GIVEN PASSAGE

NOTE: June 2020
I really enjoyed reading this report and reminiscing about the route in the Andes. It was great to run with Max and Pat and I'm pretty sure that Mati was there on the day too (perhaps reporting for TrailChile). This race was straight up and back down and I don't think I was very well prepared for that kind of route, but it turned out pretty well nonetheless. Good times in Chile!
This year was my second year competing in the K42 Chile Adventure race. Last year I finished 5th after a race with many high and many low moments, terrible blisters and a huge fade at the end of the race that required walking most of easy trail in the final kilometers. I was happy with my run last year, but this year I was hoping to have a better performance due to a good build up to the race, a practiced nutrition plan and a recon run on the route. I went into the race with a simple plan that involved running my own pace, staying consistent throughout the race, and running at the level I have been training at.
In the same style as every other race I've done in the Chile, we started with a sprint and there were 20 to 30 people in front of me in the first 100m! The first three to four kilometers were on level ground with wide dirt roads or smooth single trail. In this first section I settled into a rhythm, overtook a few of the fast starters and enjoyed the company of my friend Max. Quite soon the climbing started, a few people ran passed me, and even though it was tempting I kept my effort level smooth. I was slowing compared to most people who attacked the climb, but I wasn't going to push the intensity too high up in only the first few kilometers as I knew from my recon that there was a lot of climbing to do.
|Running easy in the first few kilometers.|
|With Max in the last flat before the climbing started.|
As the climbing continued, I slowly started to catch up with some of the faster starters who had held on for as long as they could. This first section was through a beautiful forest and it was a cool and calm morning to be running a race. I had a plan for this first part of the day so I didn't force myself to run faster. I maintained a run-walk pace right at the limit as the climbing was steep and it felt good. I was making progress and still feeling strong as we approached 15km of which almost all was climbing. The steepness of the trail meant that there were many switchbacks so there were sections that could be run in between the turns and more technical sections and turns that were better walked. By this point I was above the forest and the sun was bright and strong ahead. It was turning into a much hotter day than I had expected. Patrick came into sight above me and he was going well so I hoped that I could catch up with him and run with someone for a while. I caught Pat just before the top of the climb, and past a few other people at this point too, as we entered a plateau with plenty of rough vegetation to run through.

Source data
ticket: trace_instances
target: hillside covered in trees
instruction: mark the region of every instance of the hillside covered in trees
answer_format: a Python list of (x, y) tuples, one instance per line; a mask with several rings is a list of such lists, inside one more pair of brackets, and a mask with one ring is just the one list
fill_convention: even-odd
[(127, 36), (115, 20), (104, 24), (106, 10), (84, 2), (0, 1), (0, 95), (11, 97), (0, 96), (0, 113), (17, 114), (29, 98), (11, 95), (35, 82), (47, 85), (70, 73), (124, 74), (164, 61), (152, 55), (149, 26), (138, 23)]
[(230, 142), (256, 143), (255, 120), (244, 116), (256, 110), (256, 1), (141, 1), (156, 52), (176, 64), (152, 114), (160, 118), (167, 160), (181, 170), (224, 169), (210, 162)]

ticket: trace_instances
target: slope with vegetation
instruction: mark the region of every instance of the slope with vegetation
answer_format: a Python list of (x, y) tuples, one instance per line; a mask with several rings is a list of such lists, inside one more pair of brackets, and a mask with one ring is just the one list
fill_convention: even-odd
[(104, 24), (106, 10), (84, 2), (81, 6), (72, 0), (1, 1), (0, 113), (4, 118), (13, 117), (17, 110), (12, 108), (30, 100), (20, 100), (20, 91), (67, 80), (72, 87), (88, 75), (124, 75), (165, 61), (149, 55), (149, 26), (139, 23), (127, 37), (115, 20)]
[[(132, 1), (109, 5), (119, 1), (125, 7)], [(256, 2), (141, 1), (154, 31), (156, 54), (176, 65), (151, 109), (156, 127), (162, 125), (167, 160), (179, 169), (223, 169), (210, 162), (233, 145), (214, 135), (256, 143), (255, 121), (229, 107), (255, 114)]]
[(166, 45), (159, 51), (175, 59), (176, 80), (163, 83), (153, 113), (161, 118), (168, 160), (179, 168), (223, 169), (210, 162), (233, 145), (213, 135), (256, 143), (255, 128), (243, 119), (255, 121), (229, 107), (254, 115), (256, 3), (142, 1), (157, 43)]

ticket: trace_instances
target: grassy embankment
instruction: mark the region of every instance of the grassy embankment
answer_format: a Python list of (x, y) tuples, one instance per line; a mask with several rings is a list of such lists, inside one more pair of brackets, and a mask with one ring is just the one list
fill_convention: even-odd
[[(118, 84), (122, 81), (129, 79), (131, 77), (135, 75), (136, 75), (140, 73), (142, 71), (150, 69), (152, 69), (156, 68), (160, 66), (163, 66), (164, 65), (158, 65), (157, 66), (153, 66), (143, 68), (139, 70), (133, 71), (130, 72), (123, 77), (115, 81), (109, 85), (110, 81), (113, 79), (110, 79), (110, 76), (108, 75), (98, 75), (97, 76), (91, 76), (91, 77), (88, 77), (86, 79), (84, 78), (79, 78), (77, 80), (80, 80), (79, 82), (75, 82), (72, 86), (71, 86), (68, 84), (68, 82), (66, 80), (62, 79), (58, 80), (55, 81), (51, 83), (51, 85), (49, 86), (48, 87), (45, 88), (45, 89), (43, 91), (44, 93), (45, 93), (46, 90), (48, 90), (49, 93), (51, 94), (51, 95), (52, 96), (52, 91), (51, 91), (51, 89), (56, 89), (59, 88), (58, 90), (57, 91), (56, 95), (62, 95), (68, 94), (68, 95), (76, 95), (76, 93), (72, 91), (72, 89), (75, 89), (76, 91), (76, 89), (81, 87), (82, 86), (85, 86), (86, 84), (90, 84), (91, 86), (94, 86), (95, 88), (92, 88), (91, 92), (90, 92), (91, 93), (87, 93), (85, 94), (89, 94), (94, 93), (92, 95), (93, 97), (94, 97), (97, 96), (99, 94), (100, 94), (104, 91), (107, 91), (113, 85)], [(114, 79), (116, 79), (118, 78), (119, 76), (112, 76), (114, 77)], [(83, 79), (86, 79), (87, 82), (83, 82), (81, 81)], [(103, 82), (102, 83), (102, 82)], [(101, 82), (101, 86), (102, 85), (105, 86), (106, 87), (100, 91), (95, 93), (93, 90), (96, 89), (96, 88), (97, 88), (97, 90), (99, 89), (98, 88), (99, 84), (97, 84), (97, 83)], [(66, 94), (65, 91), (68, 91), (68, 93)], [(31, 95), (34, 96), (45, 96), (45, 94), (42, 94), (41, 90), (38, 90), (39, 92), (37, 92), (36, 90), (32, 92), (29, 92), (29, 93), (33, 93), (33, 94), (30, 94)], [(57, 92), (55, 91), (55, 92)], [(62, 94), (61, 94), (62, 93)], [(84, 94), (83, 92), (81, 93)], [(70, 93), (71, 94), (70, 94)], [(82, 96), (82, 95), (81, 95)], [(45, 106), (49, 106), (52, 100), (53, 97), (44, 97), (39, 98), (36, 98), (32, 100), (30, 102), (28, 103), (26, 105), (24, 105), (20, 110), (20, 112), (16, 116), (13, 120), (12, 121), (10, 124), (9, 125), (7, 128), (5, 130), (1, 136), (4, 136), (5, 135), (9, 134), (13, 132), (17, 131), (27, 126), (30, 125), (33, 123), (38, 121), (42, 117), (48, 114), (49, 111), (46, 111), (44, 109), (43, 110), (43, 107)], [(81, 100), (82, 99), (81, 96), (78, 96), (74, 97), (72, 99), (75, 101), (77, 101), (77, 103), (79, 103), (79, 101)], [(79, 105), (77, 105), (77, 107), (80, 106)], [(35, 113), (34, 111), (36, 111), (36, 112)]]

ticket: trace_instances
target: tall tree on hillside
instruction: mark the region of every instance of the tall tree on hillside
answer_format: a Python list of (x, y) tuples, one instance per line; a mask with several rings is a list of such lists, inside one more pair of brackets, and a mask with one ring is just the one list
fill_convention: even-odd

REQUESTS
#1 In the race report, what place did the runner finish in the K42 Chile Adventure race the previous year?
#2 Format the records as a Markdown table with columns Row and Line, beginning at the first line of the records and stopping after the line that contains "169), (210, 162)]", with both ends included and blank lines omitted.
The race report and the records are separate, unrelated material.

WRITTEN RESPONSES
#1 5th place.

#2
| Row | Line |
|---|---|
| 1 | ticket: trace_instances |
| 2 | target: hillside covered in trees |
| 3 | instruction: mark the region of every instance of the hillside covered in trees |
| 4 | answer_format: a Python list of (x, y) tuples, one instance per line; a mask with several rings is a list of such lists, inside one more pair of brackets, and a mask with one ring is just the one list |
| 5 | fill_convention: even-odd |
| 6 | [(127, 36), (115, 20), (104, 24), (106, 10), (84, 2), (0, 1), (0, 95), (11, 97), (0, 96), (0, 113), (17, 114), (29, 98), (11, 95), (35, 82), (47, 85), (70, 73), (124, 74), (164, 61), (152, 55), (149, 26), (138, 23)] |
| 7 | [(230, 142), (256, 143), (255, 120), (244, 116), (256, 110), (256, 1), (141, 1), (156, 52), (176, 64), (152, 114), (160, 118), (167, 160), (181, 170), (224, 169), (210, 162)] |